課題の目的: 次の(a)〜(c)がそれぞれ下の抜粋本文と合っているかを「はい」か「いいえ」で答え、判断の決め手となる本文の語句をそのまま引用してください。(a) 今作は大石静氏の脚本によるオリジナルドラマである。(b) 宮崎プロデューサーがムロと初めて一緒に仕事をした『空飛ぶ広報室』で、ムロはシリアスな役柄だった。(c) 脚本の大石氏はムロの起用に反対だった。

視聴者の繊細な感情に気を配り、恋愛プロセスを丁寧に描く『大恋愛〜僕を忘れる君と』(C)TBS

視聴者の繊細な感情に気を配り、恋愛プロセスを丁寧に描く『大恋愛〜僕を忘れる君と』(C)TBS

 戸田恵梨香×ムロツヨシによるドラマ『大恋愛〜僕を忘れる君と』が、その異色なカップリングの驚きを超えて王道ラブストーリーとして感動を呼んでいる。病をモチーフとしながらも“ある種のハッピーエンド”へと向かっていく今作の狙い、第2章からのドラマ後半の見どころをTBSの宮崎真佐子プロデューサーに聞いた。

ドラマチックなセリフもドラマの醍醐味の1つ

 ドラマ中盤となる第5話(11月9日)より新たな局面に突入し、戸田&ムロが演じる2人の恋愛の行方に注目が集まっている。

 今作は、ラブストーリーの名手・大石静氏の脚本によるオリジナルドラマ。若年性アルツハイマーを患う医師の北澤尚(戸田)と、彼女を支える元小説家・間宮真司(ムロ)の10年にわたる愛の軌跡が描かれる。放送前より大きな話題を呼んだのが、ムロの本格ラブストーリー初挑戦だ。このキャスティングの意図を聞いた。

「ムロさんと初めてご一緒したのは、ADをやっていたときのドラマ『空飛ぶ広報室』。同作でムロさんは、コミカルな役柄でしたが、あるシーンで見せた切ない表情がとても印象的で、いつかコメディではないドラマでお仕事したいと思っていました。とくに今作は病気というモチーフから暗くなりがちなので、ムロさんのどこか達観した明るさに委ねたいという思いがあり、今回はご縁があってムロさんに真司をやっていただけることになりました」

 脚本の大石氏もこの起用に賛成だったという。

「大石さんは役者さんの新境地を引き出すことにとてもやりがいを感じるとおっしゃっていて、ムロさんだけでなく、主人公・尚を演じる戸田さんのこれまでと異なる表情豊かな役柄も、尚の主治医役の松岡昌宏さんも今までにないクールな一面を見せるなど、意欲的なキャラクター設定をされています。それが役者さんたちの力量もあって、見事にハマったと感じています」

 ネットでは「ムロツヨシがイケメンに見えてきた」といった声が多く上がっている。それはムロの演技力もさることながら、独特なセリフ回しも功を奏しているようだ。

表示された記録:
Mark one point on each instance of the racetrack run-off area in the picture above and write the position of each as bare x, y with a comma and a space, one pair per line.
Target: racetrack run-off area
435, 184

---

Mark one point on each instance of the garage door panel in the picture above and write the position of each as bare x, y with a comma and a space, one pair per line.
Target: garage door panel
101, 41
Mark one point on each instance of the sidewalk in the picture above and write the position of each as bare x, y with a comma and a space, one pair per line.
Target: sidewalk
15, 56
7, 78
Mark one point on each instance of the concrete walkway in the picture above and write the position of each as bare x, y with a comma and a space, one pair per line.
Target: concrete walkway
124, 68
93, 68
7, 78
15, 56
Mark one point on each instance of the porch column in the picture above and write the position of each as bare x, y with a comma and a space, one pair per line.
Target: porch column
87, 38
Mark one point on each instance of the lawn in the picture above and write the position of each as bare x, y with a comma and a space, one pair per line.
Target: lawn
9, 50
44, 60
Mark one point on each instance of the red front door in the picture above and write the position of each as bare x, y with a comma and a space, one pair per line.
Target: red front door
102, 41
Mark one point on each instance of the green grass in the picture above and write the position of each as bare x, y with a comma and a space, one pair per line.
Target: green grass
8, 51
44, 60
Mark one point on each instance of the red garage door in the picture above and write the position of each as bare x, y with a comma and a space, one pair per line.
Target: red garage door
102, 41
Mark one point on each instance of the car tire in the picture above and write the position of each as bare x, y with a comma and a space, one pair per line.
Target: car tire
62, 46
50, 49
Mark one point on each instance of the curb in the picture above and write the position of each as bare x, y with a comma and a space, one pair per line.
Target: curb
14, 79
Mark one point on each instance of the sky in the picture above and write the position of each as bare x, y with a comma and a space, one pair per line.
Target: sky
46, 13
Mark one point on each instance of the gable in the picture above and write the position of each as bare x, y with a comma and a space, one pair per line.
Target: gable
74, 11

期待する出力:
(a) はい。「ラブストーリーの名手・大石静氏の脚本によるオリジナルドラマ」
(b) いいえ。「同作でムロさんは、コミカルな役柄でしたが」
(c) いいえ。「脚本の大石氏もこの起用に賛成だったという。」